>> Begin DATA SHOWN

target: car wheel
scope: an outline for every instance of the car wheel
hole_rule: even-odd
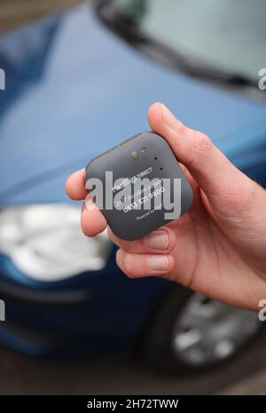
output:
[[[146,326],[142,355],[168,372],[211,368],[251,344],[262,324],[255,313],[177,286]]]

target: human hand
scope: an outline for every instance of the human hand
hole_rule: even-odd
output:
[[[256,310],[266,298],[266,191],[238,170],[203,133],[181,123],[162,104],[148,112],[151,128],[170,145],[194,193],[190,210],[137,241],[108,228],[116,261],[130,278],[162,276],[224,303]],[[66,184],[85,199],[84,170]],[[91,202],[82,227],[94,236],[107,226]]]

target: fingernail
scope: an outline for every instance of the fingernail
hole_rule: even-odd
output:
[[[86,196],[85,207],[86,207],[86,210],[98,210],[98,206],[94,203],[93,199],[90,196],[90,194]]]
[[[167,250],[169,239],[166,231],[154,231],[145,238],[145,242],[153,250]]]
[[[167,271],[168,263],[167,255],[150,255],[148,257],[148,265],[152,271]]]

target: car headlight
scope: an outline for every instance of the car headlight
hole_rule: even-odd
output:
[[[40,204],[0,211],[0,253],[27,276],[62,280],[83,271],[102,269],[110,252],[106,233],[86,237],[80,206]]]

>> End DATA SHOWN

> _STATED EXERCISE_
Reproduce the material verbatim, beginning at the line that contains "target: car headlight" and continuing through the end of the material.

> _REPLY TO THE TASK_
target: car headlight
scope: an outline for every instance of the car headlight
hole_rule: even-odd
output:
[[[40,204],[0,211],[0,253],[27,276],[62,280],[83,271],[102,269],[110,252],[106,233],[86,237],[80,206]]]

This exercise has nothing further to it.